* **Source records**
□ □ □ □ □

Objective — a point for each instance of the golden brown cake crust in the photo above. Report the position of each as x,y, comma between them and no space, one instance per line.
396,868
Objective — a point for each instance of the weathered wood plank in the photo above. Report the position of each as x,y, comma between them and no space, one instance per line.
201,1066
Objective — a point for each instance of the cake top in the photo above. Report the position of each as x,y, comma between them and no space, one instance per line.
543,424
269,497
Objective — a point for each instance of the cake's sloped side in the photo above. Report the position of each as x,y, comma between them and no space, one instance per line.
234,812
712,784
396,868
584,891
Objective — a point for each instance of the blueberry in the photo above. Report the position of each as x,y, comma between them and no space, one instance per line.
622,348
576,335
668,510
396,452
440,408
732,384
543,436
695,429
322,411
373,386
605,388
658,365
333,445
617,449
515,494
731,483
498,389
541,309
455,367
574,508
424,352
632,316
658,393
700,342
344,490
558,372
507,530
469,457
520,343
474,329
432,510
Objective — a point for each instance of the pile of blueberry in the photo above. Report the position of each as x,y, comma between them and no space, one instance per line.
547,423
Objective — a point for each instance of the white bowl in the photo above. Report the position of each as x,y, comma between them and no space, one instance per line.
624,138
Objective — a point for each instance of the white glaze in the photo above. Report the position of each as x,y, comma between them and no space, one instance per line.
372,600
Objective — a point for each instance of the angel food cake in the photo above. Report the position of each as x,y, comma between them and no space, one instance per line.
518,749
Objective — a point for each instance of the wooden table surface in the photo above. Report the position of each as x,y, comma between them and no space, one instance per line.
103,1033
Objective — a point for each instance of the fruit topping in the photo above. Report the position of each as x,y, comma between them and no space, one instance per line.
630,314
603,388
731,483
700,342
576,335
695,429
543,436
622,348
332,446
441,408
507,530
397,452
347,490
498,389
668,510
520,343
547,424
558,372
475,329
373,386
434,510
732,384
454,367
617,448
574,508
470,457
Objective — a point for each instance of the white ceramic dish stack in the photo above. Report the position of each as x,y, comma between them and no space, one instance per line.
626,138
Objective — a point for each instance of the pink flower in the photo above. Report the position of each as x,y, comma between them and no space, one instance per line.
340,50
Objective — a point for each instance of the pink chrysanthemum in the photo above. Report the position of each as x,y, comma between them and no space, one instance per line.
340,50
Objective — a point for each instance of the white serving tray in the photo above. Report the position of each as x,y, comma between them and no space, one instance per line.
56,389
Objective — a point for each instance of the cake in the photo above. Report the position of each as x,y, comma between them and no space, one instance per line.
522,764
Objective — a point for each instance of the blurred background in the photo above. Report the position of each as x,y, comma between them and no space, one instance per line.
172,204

□ □ □ □ □

* **Problem**
Return every one of the records above word for word, with no line changed, added, or left out.

* **Problem solution**
Objective — a point for each instance of the golden brown cake crust in the photo above. Report the position of each as x,y, comma between them and no space, one instance per line.
396,868
Objective — a point for each instance of the weathered wood plank in the photo above. Report the position of each as x,y, comma between them and no space, one instance per line.
201,1066
Objective — a point for each instance of the cake top in the photo above. Report the position of each as x,y, comma between them and no space, one instance per line.
543,424
269,497
Objective — a point for each instance of the cake's sloped side in the photo above. Report the position of each as x,y, comma between them and no space, one instance per line.
234,812
712,784
396,868
584,891
Objective — a point for each instance of the blueberry in the photo above. Report the position of each as x,y, comma between them and no space, one instance per line.
622,348
576,335
668,510
396,452
440,408
732,384
543,436
695,429
322,411
373,386
605,388
658,365
333,445
617,449
515,494
731,483
498,389
541,309
455,367
574,508
424,352
632,316
658,393
700,342
344,490
558,372
507,530
469,457
520,343
474,329
432,510
Objective — a point for each instance of the pile of blueberry in the photo above. Report the position of each as x,y, comma between them and no space, one instance per line.
547,423
Objective — a point for each instance of the white bowl in the photo above. Report the position of each as x,y, comma between them and no space, one instance per line.
624,138
Objective — a point for each instance of the white glaze in the photo above. Report the position of each as x,y, comma between them and no space, one instance per line.
372,600
Objective — a point for each instance of the angel food cake in the photo above. Report the position of each as x,y, comma between them and no space, one instance per line.
518,749
Objective — a point for each instance of the wooden table surface in the photo above. Report the position of each as x,y, comma between them and no space, one instance per line.
103,1033
Objective — a point for each instance of the fruit topping in the photo above. Report the position of each as x,y, comma between them and no space, one instance per line.
630,314
603,388
731,483
700,342
576,335
695,429
543,436
622,348
332,446
441,408
507,530
397,452
347,490
498,389
668,510
520,343
547,424
558,372
475,329
373,386
434,510
732,384
454,367
617,448
574,508
470,457
Objective — a point for each instance of the white ceramic dish stack in the photo above. Report the position of each as x,y, comma between them and no space, one instance per line.
626,138
Objective — a point for each instance of the pink flower in the photo above. Report the position of each as x,y, comma between them and no space, one instance per line.
340,50
Objective — a point for each instance of the pink chrysanthemum in the photo above. Report the position of each as x,y, comma between them and no space, one instance per line.
340,50
Objective — a point for each instance of the white serving tray in the photo above. Report the position of each as x,y, comma between them and no space, one instance per line.
56,389
Objective — a point for each instance of the cake in the photo above. Report the position of each as x,y, comma between them and no space, one instance per line.
522,764
Objective — a point for each instance of the blurred background in the photo above. Report the position of each as x,y, comma between them and no space, one instance per line.
172,204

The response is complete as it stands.